Document passage —
↓↓↓

Thus triangle ABM = triangle ACM.
(Proof of b) Since angle ABD = angle ABC (same angle) and
also angle ACD = angle ACB, this implies angle ABC = angle ACB.
(Proof of c) From congruence of triangles, angle AMB = angle AMC. But by
addition of angles, angle AMB + angle AMC = straight angle = 180 degrees.
Thus 2 angle AMB = straight angle and angle AMB = 90 degrees = right angle.
(Proof of d) Since D = M, the congruence angle BAM = angle CAM
follows from the definition of D. (These are also corresponding angles in
congruent triangles ABM and ACM.)
QED*
*Note: There is one point of this proof that needs a more careful “protractor
axiom”. When we constructed the angle bisector of BAC, we assumed that this
ray intersects segment BC. This can’t be quite deduced from the B&B form
of the axioms. One of the axioms needs a little strengthening.
The other statements are immediate consequence of these relations and the definitions
of angle bisector, altitude, perpendicular bisector, and median. (Look them
up!)
Definition: We will call the special line AM the line of symmetry of the isosceles triangle.
Thus we can construct AM as the line through A and
the midpoint, or the angle bisector, or altitude or perpendicular bisector of
BC. Shortly we will give a general definition of line of symmetry that applies
to many kinds of figure.
Proof #2 (This is a slick use of SAS, not presented Monday. We may discuss
in class Wednesday.)
The hypothesis of the theorem is that AB = AC. Also, AC = AB (!) and angle
BAC = angle CAB (same angle). Thus triangle BAC is congruent to triangle BAC
by SAS.
The corresponding angles and sides are equal, so the base angle ABC = angle
ACB.
Let M be the midpoint of BC. By definition of midpoint, MB = MC. Also the
equality of base angles gives angle ABM = angle ABC = angle ACB = angle ACM.
Since we already are given BA = CA, this means that triangle ABM = triangle
ACM by SAS.

↑↑↑

Stated exercise A —
In the isosceles triangle proof, explain in one to three sentences why angle AMB is a right angle.
The entries come from a source unrelated to the geometry proof.

Data entries —
↓↓↓

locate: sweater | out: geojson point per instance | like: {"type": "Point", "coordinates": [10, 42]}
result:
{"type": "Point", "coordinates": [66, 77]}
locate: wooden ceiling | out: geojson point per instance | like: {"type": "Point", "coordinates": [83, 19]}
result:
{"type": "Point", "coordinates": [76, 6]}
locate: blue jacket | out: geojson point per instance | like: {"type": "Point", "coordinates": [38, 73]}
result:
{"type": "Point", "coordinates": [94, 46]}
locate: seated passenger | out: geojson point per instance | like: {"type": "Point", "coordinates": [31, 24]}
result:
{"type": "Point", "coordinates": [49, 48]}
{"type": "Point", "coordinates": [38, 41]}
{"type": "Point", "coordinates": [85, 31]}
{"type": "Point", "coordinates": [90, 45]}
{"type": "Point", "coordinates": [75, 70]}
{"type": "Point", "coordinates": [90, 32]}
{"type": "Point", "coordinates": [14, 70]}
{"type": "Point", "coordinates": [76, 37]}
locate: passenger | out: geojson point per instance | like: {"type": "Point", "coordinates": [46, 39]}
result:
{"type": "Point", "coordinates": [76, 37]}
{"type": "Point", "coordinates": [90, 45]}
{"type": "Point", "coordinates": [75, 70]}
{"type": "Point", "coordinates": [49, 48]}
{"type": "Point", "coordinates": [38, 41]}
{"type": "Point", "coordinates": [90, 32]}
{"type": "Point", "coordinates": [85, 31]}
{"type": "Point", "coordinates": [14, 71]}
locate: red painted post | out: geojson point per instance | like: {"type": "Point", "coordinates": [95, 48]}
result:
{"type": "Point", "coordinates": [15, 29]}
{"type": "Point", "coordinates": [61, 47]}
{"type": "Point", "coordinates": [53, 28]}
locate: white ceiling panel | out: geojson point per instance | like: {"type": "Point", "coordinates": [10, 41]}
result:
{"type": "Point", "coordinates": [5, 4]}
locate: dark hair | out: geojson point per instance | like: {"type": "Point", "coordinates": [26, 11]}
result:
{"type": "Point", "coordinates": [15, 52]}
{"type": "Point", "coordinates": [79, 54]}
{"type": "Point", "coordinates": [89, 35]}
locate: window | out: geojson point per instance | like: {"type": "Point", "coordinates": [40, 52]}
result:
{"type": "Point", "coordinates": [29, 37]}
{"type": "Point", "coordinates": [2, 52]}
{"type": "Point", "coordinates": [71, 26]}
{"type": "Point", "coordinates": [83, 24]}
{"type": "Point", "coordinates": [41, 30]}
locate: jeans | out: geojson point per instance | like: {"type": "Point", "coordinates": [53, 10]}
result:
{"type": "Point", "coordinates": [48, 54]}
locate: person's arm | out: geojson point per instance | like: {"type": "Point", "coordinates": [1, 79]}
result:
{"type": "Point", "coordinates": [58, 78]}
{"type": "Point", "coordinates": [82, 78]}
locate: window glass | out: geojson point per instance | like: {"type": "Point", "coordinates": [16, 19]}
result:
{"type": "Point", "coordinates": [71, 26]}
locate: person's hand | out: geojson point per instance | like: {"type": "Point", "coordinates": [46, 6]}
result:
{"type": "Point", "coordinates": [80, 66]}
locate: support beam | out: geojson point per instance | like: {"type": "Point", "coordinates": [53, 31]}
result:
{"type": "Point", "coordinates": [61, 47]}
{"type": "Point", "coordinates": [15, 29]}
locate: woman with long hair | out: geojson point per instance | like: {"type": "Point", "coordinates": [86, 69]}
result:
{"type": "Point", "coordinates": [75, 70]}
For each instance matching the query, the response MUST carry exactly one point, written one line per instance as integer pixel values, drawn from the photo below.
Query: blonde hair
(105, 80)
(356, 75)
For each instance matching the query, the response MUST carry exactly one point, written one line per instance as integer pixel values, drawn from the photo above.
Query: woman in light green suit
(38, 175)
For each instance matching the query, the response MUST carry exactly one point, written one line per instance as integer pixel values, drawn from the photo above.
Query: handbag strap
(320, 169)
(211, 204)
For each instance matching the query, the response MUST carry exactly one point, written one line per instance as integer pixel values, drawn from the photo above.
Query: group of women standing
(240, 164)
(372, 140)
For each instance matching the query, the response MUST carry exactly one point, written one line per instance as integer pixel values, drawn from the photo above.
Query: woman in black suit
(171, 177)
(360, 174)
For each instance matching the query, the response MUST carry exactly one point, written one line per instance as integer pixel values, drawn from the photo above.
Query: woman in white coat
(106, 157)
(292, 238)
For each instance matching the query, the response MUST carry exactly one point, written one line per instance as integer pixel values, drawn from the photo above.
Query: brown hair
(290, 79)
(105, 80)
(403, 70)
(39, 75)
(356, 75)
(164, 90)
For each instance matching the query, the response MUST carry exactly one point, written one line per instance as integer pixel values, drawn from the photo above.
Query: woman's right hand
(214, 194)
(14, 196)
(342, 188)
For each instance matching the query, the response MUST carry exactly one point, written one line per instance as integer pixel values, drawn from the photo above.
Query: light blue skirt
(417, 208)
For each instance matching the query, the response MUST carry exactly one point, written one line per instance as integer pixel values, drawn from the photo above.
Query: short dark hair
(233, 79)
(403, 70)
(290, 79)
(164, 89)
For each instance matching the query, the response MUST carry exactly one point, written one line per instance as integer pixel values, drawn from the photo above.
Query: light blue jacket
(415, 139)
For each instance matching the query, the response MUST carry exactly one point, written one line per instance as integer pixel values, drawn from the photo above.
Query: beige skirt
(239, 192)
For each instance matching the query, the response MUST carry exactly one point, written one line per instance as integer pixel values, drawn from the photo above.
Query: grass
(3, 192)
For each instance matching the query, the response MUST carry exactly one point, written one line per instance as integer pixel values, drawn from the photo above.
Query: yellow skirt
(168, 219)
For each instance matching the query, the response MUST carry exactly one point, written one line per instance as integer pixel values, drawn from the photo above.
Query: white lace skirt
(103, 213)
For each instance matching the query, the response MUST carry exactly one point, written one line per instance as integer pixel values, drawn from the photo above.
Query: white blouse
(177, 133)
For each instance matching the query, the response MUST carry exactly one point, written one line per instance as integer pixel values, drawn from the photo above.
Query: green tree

↑↑↑

Stated exercise B —
Report every line of the entries that contains the word "person".

Task answer A —
Because triangles ABM and ACM are congruent, angle AMB equals angle AMC. By addition of angles, the two together make a straight angle of 180 degrees. So twice angle AMB is 180 degrees, and angle AMB is 90 degrees, a right angle.

Task answer B —
locate: person's arm | out: geojson point per instance | like: {"type": "Point", "coordinates": [1, 79]}
locate: person's hand | out: geojson point per instance | like: {"type": "Point", "coordinates": [46, 6]}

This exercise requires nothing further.